***** Records for processing *****

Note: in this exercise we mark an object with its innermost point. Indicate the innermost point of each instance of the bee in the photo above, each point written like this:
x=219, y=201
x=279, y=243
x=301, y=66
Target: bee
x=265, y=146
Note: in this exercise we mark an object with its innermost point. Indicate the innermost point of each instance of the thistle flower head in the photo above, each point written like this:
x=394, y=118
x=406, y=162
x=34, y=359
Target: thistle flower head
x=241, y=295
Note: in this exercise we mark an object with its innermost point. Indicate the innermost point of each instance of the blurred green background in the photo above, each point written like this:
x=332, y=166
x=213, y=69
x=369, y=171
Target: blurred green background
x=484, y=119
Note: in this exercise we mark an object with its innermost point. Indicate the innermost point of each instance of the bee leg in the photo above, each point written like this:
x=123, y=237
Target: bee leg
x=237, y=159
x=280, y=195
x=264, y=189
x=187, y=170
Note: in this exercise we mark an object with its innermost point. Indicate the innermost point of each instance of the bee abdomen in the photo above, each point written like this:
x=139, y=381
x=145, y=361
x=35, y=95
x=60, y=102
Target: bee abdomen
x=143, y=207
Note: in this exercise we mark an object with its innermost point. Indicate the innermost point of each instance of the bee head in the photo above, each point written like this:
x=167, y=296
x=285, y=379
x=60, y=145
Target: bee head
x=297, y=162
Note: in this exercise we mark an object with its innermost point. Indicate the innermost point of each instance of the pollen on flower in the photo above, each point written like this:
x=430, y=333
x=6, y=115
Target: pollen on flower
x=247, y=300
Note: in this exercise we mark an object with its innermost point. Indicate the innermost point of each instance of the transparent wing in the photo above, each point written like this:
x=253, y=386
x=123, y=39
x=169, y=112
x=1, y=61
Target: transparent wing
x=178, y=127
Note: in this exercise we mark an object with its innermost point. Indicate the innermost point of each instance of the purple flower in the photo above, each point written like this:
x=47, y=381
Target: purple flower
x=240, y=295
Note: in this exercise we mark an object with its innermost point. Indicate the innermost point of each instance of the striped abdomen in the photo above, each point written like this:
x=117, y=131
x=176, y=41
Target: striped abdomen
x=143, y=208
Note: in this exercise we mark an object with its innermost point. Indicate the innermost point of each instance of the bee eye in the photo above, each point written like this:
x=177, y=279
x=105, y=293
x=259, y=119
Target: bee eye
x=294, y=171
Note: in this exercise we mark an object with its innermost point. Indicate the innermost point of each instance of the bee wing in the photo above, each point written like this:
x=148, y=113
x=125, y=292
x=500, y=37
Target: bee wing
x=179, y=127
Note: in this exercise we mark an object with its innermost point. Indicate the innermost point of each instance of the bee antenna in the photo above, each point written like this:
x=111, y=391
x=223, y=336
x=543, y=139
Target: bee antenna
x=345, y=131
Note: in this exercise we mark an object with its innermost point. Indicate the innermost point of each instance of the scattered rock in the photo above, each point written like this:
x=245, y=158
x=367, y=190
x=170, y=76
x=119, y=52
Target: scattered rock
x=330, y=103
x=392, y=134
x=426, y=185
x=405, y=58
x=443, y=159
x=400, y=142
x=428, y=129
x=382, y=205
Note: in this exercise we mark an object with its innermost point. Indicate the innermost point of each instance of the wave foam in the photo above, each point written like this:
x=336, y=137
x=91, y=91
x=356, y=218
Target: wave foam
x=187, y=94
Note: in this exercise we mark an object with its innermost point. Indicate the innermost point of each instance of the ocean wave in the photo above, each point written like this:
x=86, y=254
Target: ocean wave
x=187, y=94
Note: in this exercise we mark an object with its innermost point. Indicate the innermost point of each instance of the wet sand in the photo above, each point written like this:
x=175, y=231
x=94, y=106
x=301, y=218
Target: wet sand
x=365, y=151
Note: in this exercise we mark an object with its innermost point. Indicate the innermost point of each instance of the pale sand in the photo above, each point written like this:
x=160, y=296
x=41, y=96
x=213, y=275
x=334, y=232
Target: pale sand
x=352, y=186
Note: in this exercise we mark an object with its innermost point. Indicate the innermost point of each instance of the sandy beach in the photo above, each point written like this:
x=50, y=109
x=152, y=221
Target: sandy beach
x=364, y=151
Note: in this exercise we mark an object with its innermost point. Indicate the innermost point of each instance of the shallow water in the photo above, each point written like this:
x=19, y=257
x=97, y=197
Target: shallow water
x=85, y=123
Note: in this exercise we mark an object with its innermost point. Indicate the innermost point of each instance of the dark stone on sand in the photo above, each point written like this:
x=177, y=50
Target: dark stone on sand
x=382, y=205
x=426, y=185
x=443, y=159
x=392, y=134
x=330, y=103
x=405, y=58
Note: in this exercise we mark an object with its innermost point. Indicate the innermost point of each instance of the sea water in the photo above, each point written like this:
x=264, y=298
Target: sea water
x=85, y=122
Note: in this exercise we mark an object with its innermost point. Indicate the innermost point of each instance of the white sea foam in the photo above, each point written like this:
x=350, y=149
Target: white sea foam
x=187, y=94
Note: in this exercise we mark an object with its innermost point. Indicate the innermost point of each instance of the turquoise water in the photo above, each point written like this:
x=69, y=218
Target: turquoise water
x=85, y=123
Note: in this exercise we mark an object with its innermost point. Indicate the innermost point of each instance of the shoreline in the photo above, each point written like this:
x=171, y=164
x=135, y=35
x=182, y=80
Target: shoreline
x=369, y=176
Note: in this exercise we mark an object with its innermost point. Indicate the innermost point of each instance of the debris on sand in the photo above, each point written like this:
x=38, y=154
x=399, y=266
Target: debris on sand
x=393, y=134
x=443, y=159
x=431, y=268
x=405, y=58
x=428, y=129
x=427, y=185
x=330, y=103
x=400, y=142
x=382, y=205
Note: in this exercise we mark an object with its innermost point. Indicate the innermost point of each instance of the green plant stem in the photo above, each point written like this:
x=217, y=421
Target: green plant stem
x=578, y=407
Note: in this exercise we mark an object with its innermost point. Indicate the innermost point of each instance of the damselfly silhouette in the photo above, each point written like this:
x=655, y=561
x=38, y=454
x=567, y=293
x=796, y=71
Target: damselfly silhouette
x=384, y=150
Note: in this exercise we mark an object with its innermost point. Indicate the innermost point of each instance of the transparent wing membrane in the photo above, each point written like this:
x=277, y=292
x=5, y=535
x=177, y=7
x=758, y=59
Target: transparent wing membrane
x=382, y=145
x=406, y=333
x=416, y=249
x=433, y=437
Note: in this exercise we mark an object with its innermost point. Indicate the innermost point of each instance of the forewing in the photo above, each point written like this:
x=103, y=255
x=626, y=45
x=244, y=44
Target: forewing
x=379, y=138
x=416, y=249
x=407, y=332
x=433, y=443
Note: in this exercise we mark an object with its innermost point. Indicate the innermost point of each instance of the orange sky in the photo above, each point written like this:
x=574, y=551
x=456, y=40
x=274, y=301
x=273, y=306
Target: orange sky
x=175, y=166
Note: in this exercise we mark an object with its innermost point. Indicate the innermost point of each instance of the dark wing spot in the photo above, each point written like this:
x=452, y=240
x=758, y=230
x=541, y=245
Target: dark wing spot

*****

Activity: The expected output is every line of the records in which the string "spot" appears.

Answer to the problem:
Note: in this exercise we mark an object with its innermost point. Indicate the innermost point of each instance of the dark wing spot in the photo above, each point written like this:
Target: dark wing spot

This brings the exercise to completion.